* What is required
From the tribute to Sukhajyoti below, extract word for word the part that opens with the words "She retired as" and closes with "women in particular.".

* Excerpted text
++++++++++
Late Sukhajyoti was such a kind person, who will be greatly missed by our Bishnupriya Manipuri community. I will personally miss her helpful advice on social work. Death is a tragic time for the surviving family members and friends and offering the right words of comfort can go a long way to helping them heal. I know, how much grief a mother’s death causes. They have lost their mother and that void can never be filled.

An era will end along with the year this auspicious December 25 (Christmas)when the much loved and revered family bids farewell to Sukhajyoti, on her last rite(Shradda), marked by exceptional leadership and social work. That is the legacy of the 86-year- old social worker, whom many might remember as the familiar figure walking through the crowd in her usual habit. In this year, age had forced her to be away from public life but her aura had not dimmed.

She retired as State Social Education Officer and ever after she had been a source of inspiration for every one whose life she has touched in some way or other. She had always been a leader. She had always worked for the upliftment of the Bishnupriya Manipuris in general and women in particular.
++++++++++
* Data below

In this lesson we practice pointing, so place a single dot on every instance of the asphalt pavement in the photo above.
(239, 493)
++++++++++
* Solved exercise
She retired as State Social Education Officer and ever after she had been a source of inspiration for every one whose life she has touched in some way or other. She had always been a leader. She had always worked for the upliftment of the Bishnupriya Manipuris in general and women in particular.